Named object pointing entries:
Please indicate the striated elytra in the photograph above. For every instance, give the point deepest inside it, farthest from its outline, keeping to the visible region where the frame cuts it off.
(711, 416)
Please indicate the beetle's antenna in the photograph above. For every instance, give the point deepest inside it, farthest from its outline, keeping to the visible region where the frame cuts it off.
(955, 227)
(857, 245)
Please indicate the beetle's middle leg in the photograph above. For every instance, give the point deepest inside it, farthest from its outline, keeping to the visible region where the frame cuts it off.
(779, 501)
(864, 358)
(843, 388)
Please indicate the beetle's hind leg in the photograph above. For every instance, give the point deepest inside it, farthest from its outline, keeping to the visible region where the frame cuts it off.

==

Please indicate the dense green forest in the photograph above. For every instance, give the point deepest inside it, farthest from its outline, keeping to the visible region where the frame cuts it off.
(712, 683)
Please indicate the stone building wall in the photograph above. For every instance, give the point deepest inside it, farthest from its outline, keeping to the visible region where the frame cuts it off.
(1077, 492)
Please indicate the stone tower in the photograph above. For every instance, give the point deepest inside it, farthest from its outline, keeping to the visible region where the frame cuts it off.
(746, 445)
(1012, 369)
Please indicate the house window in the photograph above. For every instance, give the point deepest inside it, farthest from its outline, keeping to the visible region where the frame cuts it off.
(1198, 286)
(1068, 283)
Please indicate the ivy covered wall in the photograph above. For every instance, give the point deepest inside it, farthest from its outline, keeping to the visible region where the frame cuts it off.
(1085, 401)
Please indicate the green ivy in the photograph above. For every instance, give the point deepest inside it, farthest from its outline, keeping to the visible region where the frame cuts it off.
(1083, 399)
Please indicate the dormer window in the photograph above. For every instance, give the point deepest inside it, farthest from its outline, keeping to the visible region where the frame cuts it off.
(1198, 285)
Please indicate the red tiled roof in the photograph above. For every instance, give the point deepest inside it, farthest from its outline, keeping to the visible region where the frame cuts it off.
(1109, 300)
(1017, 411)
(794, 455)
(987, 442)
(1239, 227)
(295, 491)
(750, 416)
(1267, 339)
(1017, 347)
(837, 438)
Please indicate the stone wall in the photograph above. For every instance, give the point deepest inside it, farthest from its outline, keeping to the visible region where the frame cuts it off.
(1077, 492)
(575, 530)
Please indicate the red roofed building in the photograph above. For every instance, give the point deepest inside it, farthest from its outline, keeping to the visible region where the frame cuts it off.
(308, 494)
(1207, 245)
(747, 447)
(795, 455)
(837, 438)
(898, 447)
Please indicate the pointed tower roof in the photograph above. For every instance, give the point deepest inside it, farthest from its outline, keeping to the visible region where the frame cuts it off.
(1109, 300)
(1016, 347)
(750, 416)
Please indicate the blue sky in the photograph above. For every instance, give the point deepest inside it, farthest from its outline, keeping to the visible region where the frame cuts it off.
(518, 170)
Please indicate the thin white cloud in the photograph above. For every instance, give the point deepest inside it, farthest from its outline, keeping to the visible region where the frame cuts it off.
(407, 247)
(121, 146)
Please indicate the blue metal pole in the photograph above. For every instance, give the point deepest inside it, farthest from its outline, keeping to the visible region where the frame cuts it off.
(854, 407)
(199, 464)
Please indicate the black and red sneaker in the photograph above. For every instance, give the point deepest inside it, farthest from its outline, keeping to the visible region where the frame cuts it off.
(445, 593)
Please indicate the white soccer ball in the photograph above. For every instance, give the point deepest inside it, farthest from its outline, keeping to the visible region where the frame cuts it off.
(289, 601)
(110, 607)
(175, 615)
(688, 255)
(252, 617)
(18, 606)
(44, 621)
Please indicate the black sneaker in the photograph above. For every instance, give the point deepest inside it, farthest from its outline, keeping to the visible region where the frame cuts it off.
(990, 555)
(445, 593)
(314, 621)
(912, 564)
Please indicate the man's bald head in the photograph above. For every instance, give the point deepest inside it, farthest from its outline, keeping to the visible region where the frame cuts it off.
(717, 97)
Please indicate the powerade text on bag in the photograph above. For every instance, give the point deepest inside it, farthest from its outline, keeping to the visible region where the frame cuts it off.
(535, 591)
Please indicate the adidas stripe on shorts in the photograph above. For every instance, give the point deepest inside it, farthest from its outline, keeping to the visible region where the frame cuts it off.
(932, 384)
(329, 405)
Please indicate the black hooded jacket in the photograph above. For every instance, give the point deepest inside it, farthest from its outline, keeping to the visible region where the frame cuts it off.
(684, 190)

What you should do: List every line in the entries that contains the string "stripe", matching case exactly.

Reply to the task:
Please indicate the adidas stripe on shorts in the photograph above. For every instance, give the point deepest inside it, farthest from its outline, keeping to the visible region where the frame cuts it off.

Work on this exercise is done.